■ Brief
Can you copy the records below line for line, without changing anything, and leave out the pictures?

[Region annotation records]
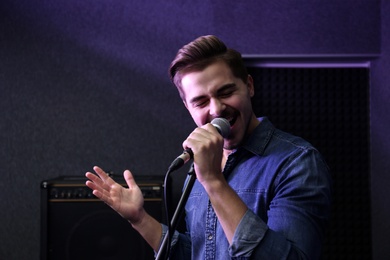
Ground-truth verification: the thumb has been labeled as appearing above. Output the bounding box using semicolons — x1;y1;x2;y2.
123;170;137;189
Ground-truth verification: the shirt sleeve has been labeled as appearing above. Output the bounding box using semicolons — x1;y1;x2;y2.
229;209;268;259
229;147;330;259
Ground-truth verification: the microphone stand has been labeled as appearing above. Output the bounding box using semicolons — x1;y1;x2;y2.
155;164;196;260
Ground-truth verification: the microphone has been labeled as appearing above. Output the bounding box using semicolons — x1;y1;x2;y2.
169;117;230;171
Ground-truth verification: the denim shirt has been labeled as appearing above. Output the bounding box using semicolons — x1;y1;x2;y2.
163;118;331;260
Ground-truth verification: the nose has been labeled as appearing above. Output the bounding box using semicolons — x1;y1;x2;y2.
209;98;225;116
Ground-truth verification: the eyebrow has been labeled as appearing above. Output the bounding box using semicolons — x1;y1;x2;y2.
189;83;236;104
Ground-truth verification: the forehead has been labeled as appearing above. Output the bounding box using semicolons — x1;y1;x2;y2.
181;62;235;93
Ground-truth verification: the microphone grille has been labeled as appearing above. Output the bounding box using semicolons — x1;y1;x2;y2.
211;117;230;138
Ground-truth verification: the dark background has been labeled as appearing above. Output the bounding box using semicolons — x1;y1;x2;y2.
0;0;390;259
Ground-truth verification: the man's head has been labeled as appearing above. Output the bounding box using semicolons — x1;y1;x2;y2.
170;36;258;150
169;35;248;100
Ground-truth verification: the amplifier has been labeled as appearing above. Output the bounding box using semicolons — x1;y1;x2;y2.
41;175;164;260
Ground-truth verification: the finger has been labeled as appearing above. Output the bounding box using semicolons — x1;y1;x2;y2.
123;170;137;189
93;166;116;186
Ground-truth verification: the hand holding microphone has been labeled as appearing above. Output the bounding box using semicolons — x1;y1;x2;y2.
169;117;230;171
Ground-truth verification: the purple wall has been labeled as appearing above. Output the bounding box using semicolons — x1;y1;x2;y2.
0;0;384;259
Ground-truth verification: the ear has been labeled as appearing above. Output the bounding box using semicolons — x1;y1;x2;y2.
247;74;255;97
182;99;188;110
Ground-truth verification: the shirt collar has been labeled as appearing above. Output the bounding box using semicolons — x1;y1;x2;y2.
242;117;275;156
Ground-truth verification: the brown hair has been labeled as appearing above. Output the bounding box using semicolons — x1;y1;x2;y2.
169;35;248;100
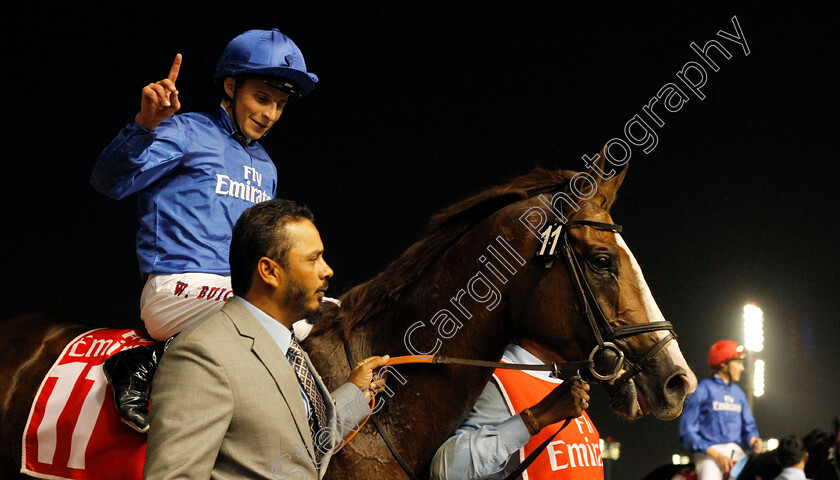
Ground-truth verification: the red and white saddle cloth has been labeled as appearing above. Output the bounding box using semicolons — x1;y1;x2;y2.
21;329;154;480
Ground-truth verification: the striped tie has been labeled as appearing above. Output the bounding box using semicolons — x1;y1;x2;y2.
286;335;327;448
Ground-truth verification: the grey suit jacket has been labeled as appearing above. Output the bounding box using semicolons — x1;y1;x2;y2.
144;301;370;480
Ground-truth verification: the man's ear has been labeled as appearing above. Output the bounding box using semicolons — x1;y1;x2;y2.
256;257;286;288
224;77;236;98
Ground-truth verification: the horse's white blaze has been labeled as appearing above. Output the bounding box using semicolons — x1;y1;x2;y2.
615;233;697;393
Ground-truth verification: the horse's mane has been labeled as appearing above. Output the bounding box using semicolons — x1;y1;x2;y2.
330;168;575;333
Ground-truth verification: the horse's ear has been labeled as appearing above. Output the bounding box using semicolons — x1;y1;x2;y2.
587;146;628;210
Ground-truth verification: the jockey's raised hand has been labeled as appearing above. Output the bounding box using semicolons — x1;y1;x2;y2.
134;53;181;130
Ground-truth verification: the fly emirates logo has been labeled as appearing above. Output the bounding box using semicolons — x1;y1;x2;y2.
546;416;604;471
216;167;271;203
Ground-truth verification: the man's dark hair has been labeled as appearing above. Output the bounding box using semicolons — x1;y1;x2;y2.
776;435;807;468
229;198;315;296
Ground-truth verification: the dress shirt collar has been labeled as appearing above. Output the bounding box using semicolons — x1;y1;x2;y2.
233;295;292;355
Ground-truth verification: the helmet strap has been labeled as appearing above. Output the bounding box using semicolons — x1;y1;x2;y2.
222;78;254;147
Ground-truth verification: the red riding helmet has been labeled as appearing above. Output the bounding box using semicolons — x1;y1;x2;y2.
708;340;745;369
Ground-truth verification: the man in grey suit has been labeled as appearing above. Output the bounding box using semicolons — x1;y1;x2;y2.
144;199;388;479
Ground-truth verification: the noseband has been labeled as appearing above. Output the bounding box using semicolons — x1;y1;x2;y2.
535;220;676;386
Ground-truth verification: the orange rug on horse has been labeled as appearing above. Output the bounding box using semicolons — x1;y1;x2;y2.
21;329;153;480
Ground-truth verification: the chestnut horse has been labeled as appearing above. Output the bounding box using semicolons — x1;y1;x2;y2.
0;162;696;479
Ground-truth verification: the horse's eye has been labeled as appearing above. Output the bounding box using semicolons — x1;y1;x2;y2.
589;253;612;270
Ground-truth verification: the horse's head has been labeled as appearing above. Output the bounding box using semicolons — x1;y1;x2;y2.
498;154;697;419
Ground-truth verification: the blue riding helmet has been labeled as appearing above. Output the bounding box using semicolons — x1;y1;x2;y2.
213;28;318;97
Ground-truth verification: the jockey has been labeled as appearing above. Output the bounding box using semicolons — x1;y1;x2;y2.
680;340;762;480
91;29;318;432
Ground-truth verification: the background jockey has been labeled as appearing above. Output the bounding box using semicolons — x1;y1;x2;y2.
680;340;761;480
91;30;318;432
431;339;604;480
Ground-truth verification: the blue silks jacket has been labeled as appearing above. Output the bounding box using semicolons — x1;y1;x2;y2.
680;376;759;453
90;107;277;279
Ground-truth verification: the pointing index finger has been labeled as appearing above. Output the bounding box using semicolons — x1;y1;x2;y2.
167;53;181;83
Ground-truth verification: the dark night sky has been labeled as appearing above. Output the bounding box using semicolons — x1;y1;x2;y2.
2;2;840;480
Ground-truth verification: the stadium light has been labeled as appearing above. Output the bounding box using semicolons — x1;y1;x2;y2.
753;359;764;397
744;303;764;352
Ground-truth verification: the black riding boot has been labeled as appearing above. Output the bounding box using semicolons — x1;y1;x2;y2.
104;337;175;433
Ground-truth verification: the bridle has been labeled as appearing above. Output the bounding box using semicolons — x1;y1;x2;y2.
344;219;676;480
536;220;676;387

■ Written answer
Ground-truth verification: the thumb has been labeled as appearing above. Output the bounding box using semicolons — x1;y1;x2;y2.
123;170;137;189
Ground-truth verification: the shirt sleeve has been labeled as appearing above. Output the bounding box using semicolons — x1;y1;x2;y2.
229;209;268;259
229;147;330;259
Ground-truth verification: the microphone stand has been labeled as appearing above. Output the bounding box using semicolons — x1;y1;x2;y2.
155;164;196;260
Ground-truth verification: the microphone has been labeled as appearing above. Output the bounding box using semicolons — x1;y1;x2;y2.
169;117;230;171
Ground-truth verification: the denim shirt has been labeled as appearing above. Output the bounding box using semicolons — x1;y1;x2;y2.
163;118;331;260
Ground-truth verification: the nose has been labeled as appearing above. Output the bounding box using semicolons — x1;y1;x2;y2.
209;98;225;116
Ground-truth verification: the eyebrow has been labeled as appearing above. Output the bounding box using semicolons — x1;y1;x2;y2.
189;83;236;104
Ground-truth verification: the forehead has been labeled as appearing above. Output the bounding box using semicolons — x1;y1;x2;y2.
181;62;235;93
Ground-truth verification: the microphone grille has been labeled as appearing above. Output the bounding box using semicolons — x1;y1;x2;y2.
211;117;230;138
Ground-truth verification: the dark background has been labeled as appearing above. Output the bounding box using semicolons — x1;y1;x2;y2.
0;0;390;259
Ground-truth verification: the man's head has been labeled as appearing above. Output the bounding box using semicolons — x1;y1;x2;y2.
170;36;258;150
169;35;248;100
Ground-truth verification: the amplifier has been labeled as appearing above. Output the bounding box using semicolons — x1;y1;x2;y2.
41;175;164;260
Ground-truth verification: the finger has been labeled as appearing above. Output the bounding box using semicolons — x1;y1;x2;y2.
123;170;137;189
93;166;116;186
Ground-truth verification: the hand holding microphone has been labeled as appearing above. Output the bounding box using semicolons — x1;y1;x2;y2.
169;117;230;171
Ground-truth verification: the purple wall has been labeled as appearing above. Output the bounding box using semicolons — x1;y1;x2;y2.
0;0;384;259
Ground-truth verification: the ear has been labeled as appearing above. Output the bounding box using semicolons — x1;y1;x2;y2.
247;74;255;97
182;99;188;110
Ground-truth verification: the shirt collar has been labeled as appearing above. Output the bounding box using semicolons — x1;y1;x2;y2.
242;117;275;156
Ground-truth verification: the brown hair has been labeled as appearing above. Output the bounding box using semicolons — x1;y1;x2;y2.
169;35;248;100
Ground-truth verification: the red and white saddle cloth has been labeled as appearing above. Output the bounding box using semicolons — x1;y1;x2;y2.
21;329;154;480
Ground-truth verification: the striped tie has been labeled as appearing above. Output the bounding box using semicolons — x1;y1;x2;y2.
286;335;327;448
Ground-truth verification: the grey suit jacket has been labeled as appearing above. Output the bounding box using semicolons — x1;y1;x2;y2.
144;301;370;480
Ground-truth verification: the man's ear has been labeled as appearing above. Output the bounding box using semicolons — x1;y1;x2;y2.
256;257;286;288
224;77;236;98
Ground-truth verification: the horse's white blaze has been labeled as appearing above. Output the bounding box using semicolons — x1;y1;x2;y2.
615;233;697;393
Ground-truth verification: the horse's mane has been labeled as appearing above. Output the bounding box using semicolons — x1;y1;x2;y2.
330;168;575;333
Ground-truth verification: the horse's ear has been labeled as appearing above. Output the bounding box using semicolons — x1;y1;x2;y2.
587;146;628;210
Ground-truth verification: the jockey's raised hand has been labeled as appearing above. Output the bounding box using semicolons — x1;y1;x2;y2.
134;53;181;130
Ground-truth verification: the fly emirates logo has been labeled as appearing above. Output the bounding box using semicolons — x1;y1;x2;y2.
546;416;604;471
216;167;271;203
Ground-truth verification: the man's dark hair has been labeled as appearing above. Output the bounding box using semicolons — x1;y1;x2;y2.
776;435;807;468
229;198;315;296
Ground-truth verification: the dress shirt collar has been labeled as appearing above. Output the bounding box using semicolons — x1;y1;x2;y2.
233;295;292;355
Ground-truth verification: the helmet strap has been labeled as appearing above. Output the bounding box using semicolons — x1;y1;x2;y2.
222;78;254;147
Ground-truth verification: the red riding helmet has been labeled as appearing above. Output the bounding box using semicolons — x1;y1;x2;y2.
708;340;745;369
Ground-truth verification: the man in grey suit has been labeled as appearing above. Output the bounding box using semicolons — x1;y1;x2;y2.
144;199;388;479
Ground-truth verification: the noseband has been labeled as appearing above. Output the bounding box using semicolons — x1;y1;x2;y2.
535;220;676;386
Ground-truth verification: the orange rug on horse has been labeled as appearing above. Output the bounding box using semicolons — x1;y1;x2;y2.
21;329;153;480
Ground-truth verification: the chestnut horse has been labeled as appearing above. Output the bounding box using semicolons — x1;y1;x2;y2.
0;162;696;479
Ground-truth verification: the horse's eye has been labeled as appearing above. Output the bounding box using semicolons — x1;y1;x2;y2.
589;253;612;270
Ground-truth verification: the horse's head has been labeled as appearing above. Output the bounding box using semicolons — x1;y1;x2;y2.
498;154;697;419
Ground-truth verification: the blue riding helmet has been labeled as appearing above. Output the bounding box using semicolons — x1;y1;x2;y2.
213;28;318;97
Ground-truth verification: the jockey has been labeled as appearing above. Output the bounding box using semicolons — x1;y1;x2;y2.
680;340;762;480
91;29;318;432
Ground-truth verification: the background jockey has been labeled as appearing above. Output the bounding box using semicolons — x1;y1;x2;y2.
680;340;761;480
91;30;318;432
431;339;604;480
Ground-truth verification: the blue silks jacket has been labeled as appearing above. Output the bounding box using semicolons — x1;y1;x2;y2.
680;376;759;453
90;107;277;279
Ground-truth verification: the pointing index finger has been labeled as appearing above. Output the bounding box using semicolons — x1;y1;x2;y2.
167;53;181;83
Ground-truth verification: the dark night sky has been labeled as appearing above. Output the bounding box using semicolons — x1;y1;x2;y2.
2;2;840;480
Ground-truth verification: the stadium light has been labeled as appearing above. Output the bounding box using semicolons — x1;y1;x2;y2.
753;359;764;397
744;303;764;352
Ground-truth verification: the black riding boot has been labeled as appearing above. Output the bounding box using semicolons — x1;y1;x2;y2.
104;337;175;433
Ground-truth verification: the bridle has been labeled as appearing above. Output the bounding box using semicolons — x1;y1;x2;y2.
344;219;676;480
536;220;676;387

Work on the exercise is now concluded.